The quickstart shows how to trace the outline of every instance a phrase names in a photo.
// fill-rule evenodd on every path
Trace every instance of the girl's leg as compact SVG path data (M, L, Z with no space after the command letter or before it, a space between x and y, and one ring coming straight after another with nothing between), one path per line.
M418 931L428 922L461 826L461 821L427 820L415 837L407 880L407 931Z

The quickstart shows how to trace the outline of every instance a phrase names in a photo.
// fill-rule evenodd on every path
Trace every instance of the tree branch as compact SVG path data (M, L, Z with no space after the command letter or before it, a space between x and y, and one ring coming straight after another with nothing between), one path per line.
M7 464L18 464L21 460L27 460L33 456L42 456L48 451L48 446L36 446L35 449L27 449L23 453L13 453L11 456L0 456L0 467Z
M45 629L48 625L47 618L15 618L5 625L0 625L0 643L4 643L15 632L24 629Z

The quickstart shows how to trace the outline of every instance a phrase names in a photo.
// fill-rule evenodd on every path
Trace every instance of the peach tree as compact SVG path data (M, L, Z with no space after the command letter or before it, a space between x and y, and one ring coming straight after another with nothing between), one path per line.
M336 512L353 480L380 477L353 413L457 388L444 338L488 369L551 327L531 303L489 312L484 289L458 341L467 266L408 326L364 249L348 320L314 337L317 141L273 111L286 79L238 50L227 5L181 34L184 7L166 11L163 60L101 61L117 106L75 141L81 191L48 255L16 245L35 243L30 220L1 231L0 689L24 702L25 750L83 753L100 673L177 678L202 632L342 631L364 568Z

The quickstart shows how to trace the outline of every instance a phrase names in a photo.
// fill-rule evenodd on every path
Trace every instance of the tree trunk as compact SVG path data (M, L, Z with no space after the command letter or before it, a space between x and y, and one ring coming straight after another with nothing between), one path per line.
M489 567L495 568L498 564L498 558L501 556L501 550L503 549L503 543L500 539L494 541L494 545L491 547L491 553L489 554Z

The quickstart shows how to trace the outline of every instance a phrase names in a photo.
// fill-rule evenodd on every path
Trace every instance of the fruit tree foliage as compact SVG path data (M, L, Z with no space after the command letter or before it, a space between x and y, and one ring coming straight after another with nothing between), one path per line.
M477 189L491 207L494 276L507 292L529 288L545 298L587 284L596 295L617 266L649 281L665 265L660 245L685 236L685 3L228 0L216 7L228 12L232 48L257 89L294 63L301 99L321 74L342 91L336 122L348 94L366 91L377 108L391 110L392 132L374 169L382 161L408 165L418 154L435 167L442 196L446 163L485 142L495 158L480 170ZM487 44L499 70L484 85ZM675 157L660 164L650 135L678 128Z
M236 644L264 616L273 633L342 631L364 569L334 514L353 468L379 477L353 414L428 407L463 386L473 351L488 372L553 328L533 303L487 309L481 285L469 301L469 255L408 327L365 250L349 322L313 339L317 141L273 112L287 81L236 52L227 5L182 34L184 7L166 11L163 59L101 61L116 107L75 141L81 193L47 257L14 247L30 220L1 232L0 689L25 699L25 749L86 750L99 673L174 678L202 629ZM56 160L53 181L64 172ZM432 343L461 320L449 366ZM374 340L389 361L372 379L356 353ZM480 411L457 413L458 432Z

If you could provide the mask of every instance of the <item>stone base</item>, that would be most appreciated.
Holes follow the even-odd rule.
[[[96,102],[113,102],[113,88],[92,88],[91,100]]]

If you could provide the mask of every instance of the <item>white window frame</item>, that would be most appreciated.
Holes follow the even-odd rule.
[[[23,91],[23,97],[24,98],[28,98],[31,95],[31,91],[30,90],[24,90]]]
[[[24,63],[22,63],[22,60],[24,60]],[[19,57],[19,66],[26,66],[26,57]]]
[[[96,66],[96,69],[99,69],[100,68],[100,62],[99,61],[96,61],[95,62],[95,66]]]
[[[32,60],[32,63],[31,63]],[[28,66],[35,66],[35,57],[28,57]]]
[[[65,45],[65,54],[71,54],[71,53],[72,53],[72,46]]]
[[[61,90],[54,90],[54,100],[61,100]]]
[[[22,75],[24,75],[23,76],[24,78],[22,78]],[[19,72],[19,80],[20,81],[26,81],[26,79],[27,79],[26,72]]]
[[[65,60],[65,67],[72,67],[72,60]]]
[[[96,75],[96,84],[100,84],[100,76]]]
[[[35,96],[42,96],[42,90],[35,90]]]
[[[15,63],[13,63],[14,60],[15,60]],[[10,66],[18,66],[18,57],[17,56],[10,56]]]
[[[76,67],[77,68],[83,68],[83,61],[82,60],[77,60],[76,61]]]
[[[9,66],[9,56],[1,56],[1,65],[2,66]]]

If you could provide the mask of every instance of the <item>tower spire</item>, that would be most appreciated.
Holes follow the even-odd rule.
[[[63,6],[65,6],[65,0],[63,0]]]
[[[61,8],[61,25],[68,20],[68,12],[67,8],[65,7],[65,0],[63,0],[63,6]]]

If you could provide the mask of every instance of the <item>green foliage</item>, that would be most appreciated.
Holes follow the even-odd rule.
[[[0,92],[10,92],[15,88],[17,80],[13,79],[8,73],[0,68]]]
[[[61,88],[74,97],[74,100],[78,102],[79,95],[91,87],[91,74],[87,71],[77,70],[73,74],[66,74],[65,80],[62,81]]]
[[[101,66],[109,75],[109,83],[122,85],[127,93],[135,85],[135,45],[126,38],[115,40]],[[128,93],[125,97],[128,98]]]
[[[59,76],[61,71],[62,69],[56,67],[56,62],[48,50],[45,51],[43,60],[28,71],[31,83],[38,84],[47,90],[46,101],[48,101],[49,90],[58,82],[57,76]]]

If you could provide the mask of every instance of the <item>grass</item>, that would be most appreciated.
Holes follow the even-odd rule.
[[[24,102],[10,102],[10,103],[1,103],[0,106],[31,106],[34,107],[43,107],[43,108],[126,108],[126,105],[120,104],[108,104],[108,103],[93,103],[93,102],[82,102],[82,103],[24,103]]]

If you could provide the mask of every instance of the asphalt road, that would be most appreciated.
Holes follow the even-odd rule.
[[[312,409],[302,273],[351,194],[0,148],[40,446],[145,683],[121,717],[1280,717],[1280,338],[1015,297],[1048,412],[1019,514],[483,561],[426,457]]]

----------

Exercise requirements: Copy out all lines of the listing where the word "that" appears.

Expected answer:
If you could provide the mask of every instance of the <item>stone base</item>, that would be most appreciated.
If you could provide the mask of every instance of the <item>white window frame</item>, that would be most appreciated.
If you could provide the mask of every instance of the <item>tower spire</item>, that would be most appreciated.
If you could provide the mask of every instance of the <item>green foliage</item>, that would be most appreciated.
If you could provide the mask of every instance of the <item>grass</item>, that would be most appreciated.
If you could provide the mask of every instance of the asphalt road, that would be most appreciated.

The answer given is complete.